What to work on
Reproduce each entry below exactly, without omitting any.

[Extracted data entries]
((

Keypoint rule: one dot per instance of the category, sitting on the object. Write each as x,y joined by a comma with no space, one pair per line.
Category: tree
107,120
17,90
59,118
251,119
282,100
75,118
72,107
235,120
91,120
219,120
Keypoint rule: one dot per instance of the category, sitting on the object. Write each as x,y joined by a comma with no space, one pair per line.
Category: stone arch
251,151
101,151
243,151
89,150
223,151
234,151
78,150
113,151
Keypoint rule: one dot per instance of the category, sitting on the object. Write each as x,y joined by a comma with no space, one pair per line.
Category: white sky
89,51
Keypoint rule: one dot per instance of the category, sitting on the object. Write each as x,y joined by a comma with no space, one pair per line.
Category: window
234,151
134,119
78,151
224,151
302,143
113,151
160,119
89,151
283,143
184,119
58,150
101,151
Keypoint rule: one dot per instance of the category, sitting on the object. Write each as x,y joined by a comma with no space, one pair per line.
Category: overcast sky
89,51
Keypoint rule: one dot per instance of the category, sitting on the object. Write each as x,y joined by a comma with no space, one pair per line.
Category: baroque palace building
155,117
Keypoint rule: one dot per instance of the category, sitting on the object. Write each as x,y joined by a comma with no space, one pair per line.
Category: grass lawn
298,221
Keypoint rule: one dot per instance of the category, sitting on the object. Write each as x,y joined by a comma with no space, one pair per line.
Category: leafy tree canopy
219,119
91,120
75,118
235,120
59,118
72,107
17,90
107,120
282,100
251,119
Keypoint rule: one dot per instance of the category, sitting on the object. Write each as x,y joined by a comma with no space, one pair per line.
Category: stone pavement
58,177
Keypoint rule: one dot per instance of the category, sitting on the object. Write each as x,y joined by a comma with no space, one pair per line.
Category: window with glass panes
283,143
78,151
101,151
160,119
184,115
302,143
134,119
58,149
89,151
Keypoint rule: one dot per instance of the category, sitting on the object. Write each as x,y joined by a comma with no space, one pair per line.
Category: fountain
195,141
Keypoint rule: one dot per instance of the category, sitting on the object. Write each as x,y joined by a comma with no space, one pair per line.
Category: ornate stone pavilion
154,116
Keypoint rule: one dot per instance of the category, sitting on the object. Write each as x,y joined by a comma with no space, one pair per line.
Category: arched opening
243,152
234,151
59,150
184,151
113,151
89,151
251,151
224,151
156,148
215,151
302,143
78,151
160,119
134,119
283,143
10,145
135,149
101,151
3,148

))

Task answer
Keypoint rule: one dot per instance of the category, sitting on the object. Write each as x,y joined by a comma with no space, one pair per line.
Category: tree
107,120
17,90
59,118
251,119
282,100
75,118
72,107
235,120
91,120
219,120
Keypoint rule: one dot per instance of the category, sitting on the object. Write each as x,y joined by a comma with no space, one pair per line.
Category: stone arch
251,151
101,151
243,151
89,150
223,151
234,151
78,150
113,151
Keypoint rule: one dot per instance of the category, sitting on the object. Write each as x,y joined by a comma with no space, one pair per line.
Category: white sky
89,51
Keypoint rule: one dot per instance of the category, sitting on the object. Write each as x,y joined by a comma with no space, one pair per line.
Category: window
234,151
134,119
78,151
224,151
302,143
113,151
160,119
89,151
283,143
184,119
58,150
101,151
Keypoint rule: one dot per instance of the category, sitting on the object. Write each as x,y joined by a comma with no space, one pair per line.
Category: overcast sky
89,51
Keypoint rule: one dot per instance of the category, sitting on the object. Write each as x,y joined by a comma with no space, one pair per line.
Category: baroque palace building
155,117
Keypoint rule: one dot per instance of the category, sitting on the object. Write each as x,y joined by a comma with no space, one pair per line.
Category: grass lawn
298,221
Keypoint rule: one dot per instance of the category, sitting on the object. Write each as x,y joined by a comma with no space, one pair per line.
Category: leafy tree canopy
219,119
91,120
75,118
235,120
59,118
72,107
17,90
107,120
282,100
251,119
Keypoint rule: one dot per instance of the category, sitting on the object. Write each as x,y joined by a comma with no space, one pair per line.
Category: stone pavement
58,177
Keypoint rule: one dot per instance of the category, sitting on the object. Write each as x,y joined by a comma with no space, one pair per line.
Category: window with glass panes
283,143
78,151
101,151
160,119
184,115
302,143
134,119
58,149
89,151
Keypoint rule: one dot per instance of the category, sitting on the object. Write each as x,y joined by a comma with no space, one pair per line.
Category: fountain
195,141
Keypoint rule: one dot per instance of the category, sitting on the object. Write each as x,y joined by a comma with no space, one pair per line.
Category: ornate stone pavilion
154,116
Keypoint rule: one dot per instance of the category, sitting on the object. Write each as x,y joined by a comma with no space, one pair per line.
Category: arched opening
243,152
234,151
59,150
184,151
113,151
89,151
251,151
224,151
156,148
215,151
302,143
78,151
160,119
134,119
283,143
10,145
135,149
101,151
3,148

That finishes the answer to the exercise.